The core/shell particles which can be used in accordance with the invention can be produced by various processes.

A preferred way of obtaining the particles is a process for the production of core/shell particles by a) surface treatment of monodisperse cores, and b) application of the shell of organic polymers to the treated cores.

In a preferred process variant, a crosslinked polymeric interlayer, which preferably contains reactive centres to which the shell can be covalently bonded, is applied to the cores, preferably by emulsion polymerisation or by ATR polymerisation. ATR polymerisation here stands for atom transfer radical polymerisation, as described, for example, in K. Matyjaszewski, Practical Atom Transfer Radical Polymerisation, Polym. Mater. Sci. Eng. 2001, 84. The encapsulation of inorganic materials by means of ATRP is described, for example, in T. Werne, T. E. Patten, Atom Transfer Radical Polymerisation from Nanoparticles: A Tool for the Preparation of Well-Defined Hybrid Nanostructures and for, Understanding the Chemistry of Controlled/“Living” Radical Polymerisation from Surfaces, J. Am. Chem. Soc. 2001, 123, 7497-7505 and WO 00/11043. The performance both of this method and of emulsion polymerisations is familiar to the person skilled in the art of polymer preparation and is described, for example, in the above-mentioned literature references.

The liquid reaction medium in which the polymerisations or copolymerisations can be carried out consists of the solvents, dispersion media or diluents usually employed in polymerisations, in particular in emulsion polymerisation processes. The choice here is made in such a way that the emulsifiers employed for homogenisation of the core particles and shell precursors are able to develop adequate efficacy. Suitable liquid reaction media for carrying out the process according to the invention are aqueous media, in particular water.

**Given entries:**
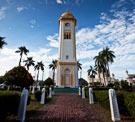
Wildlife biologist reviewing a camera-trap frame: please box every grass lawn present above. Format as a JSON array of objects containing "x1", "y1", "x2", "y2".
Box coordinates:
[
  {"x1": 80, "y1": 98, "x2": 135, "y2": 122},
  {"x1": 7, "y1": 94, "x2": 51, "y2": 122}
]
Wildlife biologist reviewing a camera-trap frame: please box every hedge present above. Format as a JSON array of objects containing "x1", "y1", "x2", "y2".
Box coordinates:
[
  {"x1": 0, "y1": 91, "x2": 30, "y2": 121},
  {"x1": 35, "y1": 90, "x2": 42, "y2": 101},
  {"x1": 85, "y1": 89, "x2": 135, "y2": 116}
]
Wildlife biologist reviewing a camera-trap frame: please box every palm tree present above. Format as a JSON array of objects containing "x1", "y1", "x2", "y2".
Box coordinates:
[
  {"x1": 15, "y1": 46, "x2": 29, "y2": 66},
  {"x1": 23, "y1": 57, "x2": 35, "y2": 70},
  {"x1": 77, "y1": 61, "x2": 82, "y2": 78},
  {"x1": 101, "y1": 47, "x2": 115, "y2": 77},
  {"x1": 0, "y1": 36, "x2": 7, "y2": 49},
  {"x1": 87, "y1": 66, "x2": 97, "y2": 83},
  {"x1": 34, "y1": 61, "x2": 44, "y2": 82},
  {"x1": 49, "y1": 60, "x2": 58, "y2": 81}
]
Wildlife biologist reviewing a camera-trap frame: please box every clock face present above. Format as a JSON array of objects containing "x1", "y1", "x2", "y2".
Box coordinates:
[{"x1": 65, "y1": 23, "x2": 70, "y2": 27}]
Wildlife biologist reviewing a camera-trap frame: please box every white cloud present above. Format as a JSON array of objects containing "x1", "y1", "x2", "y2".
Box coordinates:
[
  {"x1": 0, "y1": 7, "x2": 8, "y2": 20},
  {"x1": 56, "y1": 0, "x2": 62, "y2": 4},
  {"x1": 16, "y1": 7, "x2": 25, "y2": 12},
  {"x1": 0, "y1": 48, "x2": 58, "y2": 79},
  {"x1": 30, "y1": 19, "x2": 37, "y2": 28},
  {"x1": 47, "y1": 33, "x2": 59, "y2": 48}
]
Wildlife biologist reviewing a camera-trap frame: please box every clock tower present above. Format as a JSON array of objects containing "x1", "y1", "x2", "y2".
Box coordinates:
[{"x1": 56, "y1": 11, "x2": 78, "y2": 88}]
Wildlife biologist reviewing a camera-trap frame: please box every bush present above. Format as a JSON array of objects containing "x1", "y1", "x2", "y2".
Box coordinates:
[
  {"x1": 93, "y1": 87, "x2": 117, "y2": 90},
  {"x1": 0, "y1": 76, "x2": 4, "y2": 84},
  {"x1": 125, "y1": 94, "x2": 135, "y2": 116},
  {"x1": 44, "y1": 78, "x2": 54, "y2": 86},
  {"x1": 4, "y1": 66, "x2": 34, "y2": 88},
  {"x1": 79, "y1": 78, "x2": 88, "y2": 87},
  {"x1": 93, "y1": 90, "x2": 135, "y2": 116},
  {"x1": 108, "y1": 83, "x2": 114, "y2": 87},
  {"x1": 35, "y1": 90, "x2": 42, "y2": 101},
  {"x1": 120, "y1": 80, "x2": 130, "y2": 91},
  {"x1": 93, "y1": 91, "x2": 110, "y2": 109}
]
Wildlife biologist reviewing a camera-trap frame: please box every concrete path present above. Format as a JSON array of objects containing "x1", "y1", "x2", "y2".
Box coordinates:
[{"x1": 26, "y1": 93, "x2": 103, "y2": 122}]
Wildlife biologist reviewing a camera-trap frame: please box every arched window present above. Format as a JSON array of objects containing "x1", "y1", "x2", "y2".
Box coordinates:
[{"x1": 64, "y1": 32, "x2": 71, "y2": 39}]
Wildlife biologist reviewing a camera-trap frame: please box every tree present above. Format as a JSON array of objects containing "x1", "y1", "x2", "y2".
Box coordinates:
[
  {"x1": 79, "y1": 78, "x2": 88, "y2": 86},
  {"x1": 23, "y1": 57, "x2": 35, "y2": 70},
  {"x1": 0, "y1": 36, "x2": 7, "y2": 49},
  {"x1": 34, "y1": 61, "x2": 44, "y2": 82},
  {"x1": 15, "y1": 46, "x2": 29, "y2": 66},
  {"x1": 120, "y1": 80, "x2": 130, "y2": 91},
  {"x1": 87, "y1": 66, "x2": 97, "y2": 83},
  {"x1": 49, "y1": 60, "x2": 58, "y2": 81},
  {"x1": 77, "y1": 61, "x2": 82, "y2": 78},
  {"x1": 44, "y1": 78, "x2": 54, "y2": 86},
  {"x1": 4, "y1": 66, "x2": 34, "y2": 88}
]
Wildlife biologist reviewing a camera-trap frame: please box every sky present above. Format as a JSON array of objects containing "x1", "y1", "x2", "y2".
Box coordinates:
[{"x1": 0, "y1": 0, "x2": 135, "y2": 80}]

==

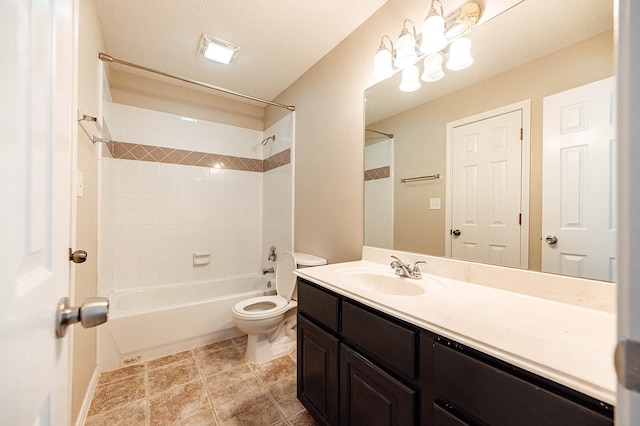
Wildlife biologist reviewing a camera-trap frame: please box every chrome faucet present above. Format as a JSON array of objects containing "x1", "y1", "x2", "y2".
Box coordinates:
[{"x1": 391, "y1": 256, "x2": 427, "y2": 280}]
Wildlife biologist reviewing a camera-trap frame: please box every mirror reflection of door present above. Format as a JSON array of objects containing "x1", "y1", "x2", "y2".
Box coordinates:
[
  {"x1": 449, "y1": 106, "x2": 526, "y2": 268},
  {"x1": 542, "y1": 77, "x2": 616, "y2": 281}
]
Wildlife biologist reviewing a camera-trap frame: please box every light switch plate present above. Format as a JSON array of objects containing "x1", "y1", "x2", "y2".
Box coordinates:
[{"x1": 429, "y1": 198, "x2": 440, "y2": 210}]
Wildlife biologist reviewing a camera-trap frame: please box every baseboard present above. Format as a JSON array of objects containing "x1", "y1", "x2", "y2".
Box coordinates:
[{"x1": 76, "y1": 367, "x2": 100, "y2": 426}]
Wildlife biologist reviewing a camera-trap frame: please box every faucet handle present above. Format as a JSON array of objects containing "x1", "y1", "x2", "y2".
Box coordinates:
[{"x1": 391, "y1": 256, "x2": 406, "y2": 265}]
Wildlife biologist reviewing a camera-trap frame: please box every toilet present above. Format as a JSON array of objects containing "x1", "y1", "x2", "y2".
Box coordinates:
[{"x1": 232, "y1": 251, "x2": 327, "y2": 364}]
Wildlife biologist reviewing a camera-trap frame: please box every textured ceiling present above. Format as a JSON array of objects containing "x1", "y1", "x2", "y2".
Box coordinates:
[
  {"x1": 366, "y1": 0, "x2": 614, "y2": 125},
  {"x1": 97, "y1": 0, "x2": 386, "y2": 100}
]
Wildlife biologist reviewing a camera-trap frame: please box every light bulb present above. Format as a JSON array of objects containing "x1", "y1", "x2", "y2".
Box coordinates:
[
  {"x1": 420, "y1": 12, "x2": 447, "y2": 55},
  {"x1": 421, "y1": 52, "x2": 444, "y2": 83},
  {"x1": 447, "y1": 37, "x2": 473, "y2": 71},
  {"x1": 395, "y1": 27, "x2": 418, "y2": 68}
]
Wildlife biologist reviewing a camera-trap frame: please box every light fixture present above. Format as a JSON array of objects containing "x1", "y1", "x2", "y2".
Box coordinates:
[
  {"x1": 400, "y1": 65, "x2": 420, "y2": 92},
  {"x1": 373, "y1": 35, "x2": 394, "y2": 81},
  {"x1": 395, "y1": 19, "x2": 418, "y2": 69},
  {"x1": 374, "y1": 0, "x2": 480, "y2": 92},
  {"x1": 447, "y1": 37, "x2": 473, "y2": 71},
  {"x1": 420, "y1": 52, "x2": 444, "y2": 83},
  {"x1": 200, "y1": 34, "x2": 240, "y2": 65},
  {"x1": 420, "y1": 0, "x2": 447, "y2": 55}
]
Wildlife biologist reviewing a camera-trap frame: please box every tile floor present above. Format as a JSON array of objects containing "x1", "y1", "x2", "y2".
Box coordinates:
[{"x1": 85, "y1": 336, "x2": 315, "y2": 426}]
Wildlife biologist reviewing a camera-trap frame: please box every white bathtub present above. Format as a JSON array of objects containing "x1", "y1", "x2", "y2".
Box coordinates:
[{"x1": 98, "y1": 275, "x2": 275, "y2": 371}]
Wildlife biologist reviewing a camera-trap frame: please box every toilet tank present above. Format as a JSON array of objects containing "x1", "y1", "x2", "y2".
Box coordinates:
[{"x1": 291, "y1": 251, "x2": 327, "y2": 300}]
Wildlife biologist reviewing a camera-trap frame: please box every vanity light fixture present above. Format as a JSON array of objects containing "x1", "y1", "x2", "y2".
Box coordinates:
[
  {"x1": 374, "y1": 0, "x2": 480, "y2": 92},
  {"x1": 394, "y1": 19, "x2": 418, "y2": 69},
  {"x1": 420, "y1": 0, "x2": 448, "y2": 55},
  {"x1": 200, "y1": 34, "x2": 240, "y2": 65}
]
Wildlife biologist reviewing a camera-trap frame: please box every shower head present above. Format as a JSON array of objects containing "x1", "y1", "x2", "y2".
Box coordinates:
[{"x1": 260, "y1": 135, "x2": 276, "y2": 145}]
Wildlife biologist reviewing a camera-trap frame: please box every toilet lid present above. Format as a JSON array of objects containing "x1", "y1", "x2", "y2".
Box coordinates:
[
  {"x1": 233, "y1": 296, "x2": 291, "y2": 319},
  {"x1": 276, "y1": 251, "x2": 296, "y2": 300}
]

---

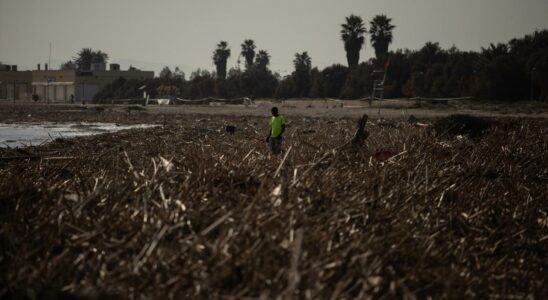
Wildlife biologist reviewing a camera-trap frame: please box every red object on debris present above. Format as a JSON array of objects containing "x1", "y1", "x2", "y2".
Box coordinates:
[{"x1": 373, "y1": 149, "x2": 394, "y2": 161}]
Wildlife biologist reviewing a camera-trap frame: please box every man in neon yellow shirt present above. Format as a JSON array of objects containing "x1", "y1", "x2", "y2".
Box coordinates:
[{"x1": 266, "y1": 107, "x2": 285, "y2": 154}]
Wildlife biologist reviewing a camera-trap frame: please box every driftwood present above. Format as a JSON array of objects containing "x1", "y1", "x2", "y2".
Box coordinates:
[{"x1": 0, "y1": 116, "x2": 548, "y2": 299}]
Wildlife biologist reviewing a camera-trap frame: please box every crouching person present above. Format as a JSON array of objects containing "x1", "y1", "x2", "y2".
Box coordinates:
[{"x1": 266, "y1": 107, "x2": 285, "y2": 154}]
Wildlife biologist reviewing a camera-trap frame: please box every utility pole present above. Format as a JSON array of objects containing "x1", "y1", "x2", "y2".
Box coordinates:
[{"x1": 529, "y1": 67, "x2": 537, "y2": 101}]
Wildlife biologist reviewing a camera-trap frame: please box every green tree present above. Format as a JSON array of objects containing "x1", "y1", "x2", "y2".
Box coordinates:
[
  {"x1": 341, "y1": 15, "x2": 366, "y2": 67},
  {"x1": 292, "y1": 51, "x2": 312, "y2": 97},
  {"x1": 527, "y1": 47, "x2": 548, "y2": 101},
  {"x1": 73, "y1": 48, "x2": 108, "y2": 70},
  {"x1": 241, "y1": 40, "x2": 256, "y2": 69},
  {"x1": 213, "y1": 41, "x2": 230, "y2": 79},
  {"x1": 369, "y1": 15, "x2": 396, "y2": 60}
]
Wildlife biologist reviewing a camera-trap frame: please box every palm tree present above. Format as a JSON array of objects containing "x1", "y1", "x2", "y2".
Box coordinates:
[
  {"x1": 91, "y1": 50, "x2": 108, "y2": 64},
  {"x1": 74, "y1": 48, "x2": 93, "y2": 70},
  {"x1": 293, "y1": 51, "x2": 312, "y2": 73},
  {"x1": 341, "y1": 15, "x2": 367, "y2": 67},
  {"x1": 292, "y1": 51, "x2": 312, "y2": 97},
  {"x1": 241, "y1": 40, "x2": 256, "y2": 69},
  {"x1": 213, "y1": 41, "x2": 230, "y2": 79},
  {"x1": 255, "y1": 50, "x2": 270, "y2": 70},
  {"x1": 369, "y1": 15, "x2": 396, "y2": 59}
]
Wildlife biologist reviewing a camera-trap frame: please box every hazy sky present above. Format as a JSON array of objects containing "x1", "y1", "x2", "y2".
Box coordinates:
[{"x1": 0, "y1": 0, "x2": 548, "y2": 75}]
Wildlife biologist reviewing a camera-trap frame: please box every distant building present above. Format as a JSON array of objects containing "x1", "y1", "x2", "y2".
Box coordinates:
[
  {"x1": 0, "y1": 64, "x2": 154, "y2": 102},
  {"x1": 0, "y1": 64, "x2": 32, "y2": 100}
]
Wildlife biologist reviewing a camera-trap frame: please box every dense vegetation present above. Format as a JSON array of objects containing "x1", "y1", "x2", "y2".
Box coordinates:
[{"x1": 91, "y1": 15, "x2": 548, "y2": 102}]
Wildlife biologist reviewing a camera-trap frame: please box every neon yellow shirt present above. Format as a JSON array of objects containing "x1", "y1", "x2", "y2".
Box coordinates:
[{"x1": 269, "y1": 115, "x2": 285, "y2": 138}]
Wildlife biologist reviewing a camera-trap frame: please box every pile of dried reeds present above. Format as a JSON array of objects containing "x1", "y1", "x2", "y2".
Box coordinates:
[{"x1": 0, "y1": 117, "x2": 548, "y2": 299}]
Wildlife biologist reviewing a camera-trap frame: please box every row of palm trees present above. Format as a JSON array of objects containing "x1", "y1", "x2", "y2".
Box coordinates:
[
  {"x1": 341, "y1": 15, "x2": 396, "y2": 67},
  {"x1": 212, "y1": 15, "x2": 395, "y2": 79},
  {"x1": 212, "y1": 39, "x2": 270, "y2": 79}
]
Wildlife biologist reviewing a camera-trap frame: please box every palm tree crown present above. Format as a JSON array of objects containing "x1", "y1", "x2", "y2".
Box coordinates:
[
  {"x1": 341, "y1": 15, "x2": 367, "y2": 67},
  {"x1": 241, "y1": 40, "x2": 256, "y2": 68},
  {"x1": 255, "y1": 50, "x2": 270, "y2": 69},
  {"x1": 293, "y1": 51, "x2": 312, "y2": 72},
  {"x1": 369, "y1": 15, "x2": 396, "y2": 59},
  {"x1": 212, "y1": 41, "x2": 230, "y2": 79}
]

**List of tasks:**
1. Translate this sentence from the passage on core/shell particles into Spanish: "Suitable liquid reaction media for carrying out the process according to the invention are aqueous media, in particular water."
2. Copy the passage on core/shell particles word for word from "A preferred way" to "the treated cores.".

**Answers to the tasks:**
1. Los medios de reacción líquidos adecuados para llevar a cabo el procedimiento según la invención son medios acuosos, en particular agua.

2.
A preferred way of obtaining the particles is a process for the production of core/shell particles by a) surface treatment of monodisperse cores, and b) application of the shell of organic polymers to the treated cores.